**Extrait du texte**
===============
Droit de la construction et appels d’offres publics
L.A. Hébert ltée c. Ville de Lorraine, 2023 QCCS 1020
La Cour supérieure s’est prononcée sur l’interprétation à donner à une clause du devis d’appel d’offres exigeant une certification de l’Autorité des marchés publics (« AMP »). Dans sa décision, la Cour indique qu’elle ne doit pas s’arrêter au texte de la clause uniquement, aussi clair soit-il, mais plutôt, valider sa limpidité à la lumière du devis dans son entier et du cadre juridique applicable.
La Cour conclut que le régime de la Loi sur les contrats des organismes publics [1] (la « Loi »), qui énonce la nécessité ou non d’une autorisation de l’AMP, n’exige l’autorisation de l’AMP que pour les contrats d’une valeur supérieure à 5 millions de dollars, alors que la demanderesse et le soumissionnaire ayant remporté la soumission avaient soumis des prix en deçà de ce seuil. De plus, la Loi prévoit qu’une ville doit demander la permission pour exiger l’autorisation de l’AMP pour des projets de moins de 5 millions de dollars, ce que la ville, défenderesse, n’a pas fait en l’instance.
Dans les circonstances, la Cour conclut que la clause, bien que claire en apparence, est contradictoire avec le régime législatif en place et que la ville était bien fondée d’octroyer le contrat au plus bas soumissionnaire plutôt qu’à la demanderesse, et ce, malgré que le premier ne détienne pas l’autorisation de l’AMP.
Cette décision constitue une bonne illustration de l’idée selon laquelle une connaissance rigoureuse du cadre juridique applicable est la clé pour prévoir et exercer ses droits judicieusement.
===============
**Extrait des données**
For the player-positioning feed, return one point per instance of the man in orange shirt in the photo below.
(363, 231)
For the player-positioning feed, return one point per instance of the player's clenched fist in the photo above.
===============
**Énoncé de la tâche**
Répondez aux questions suivantes d'après le texte sur la décision concernant la Ville de Lorraine.
1. À partir de quelle valeur de contrat la Loi exige-t-elle l'autorisation de l'AMP ?
2. Selon la Cour, à la lumière de quels éléments faut-il valider la limpidité de la clause ?
3. À qui la ville a-t-elle octroyé le contrat ?

**Corrigé proposé**
1. Pour les contrats d'une valeur supérieure à 5 millions de dollars.
2. À la lumière du devis dans son entier et du cadre juridique applicable.
3. Au plus bas soumissionnaire.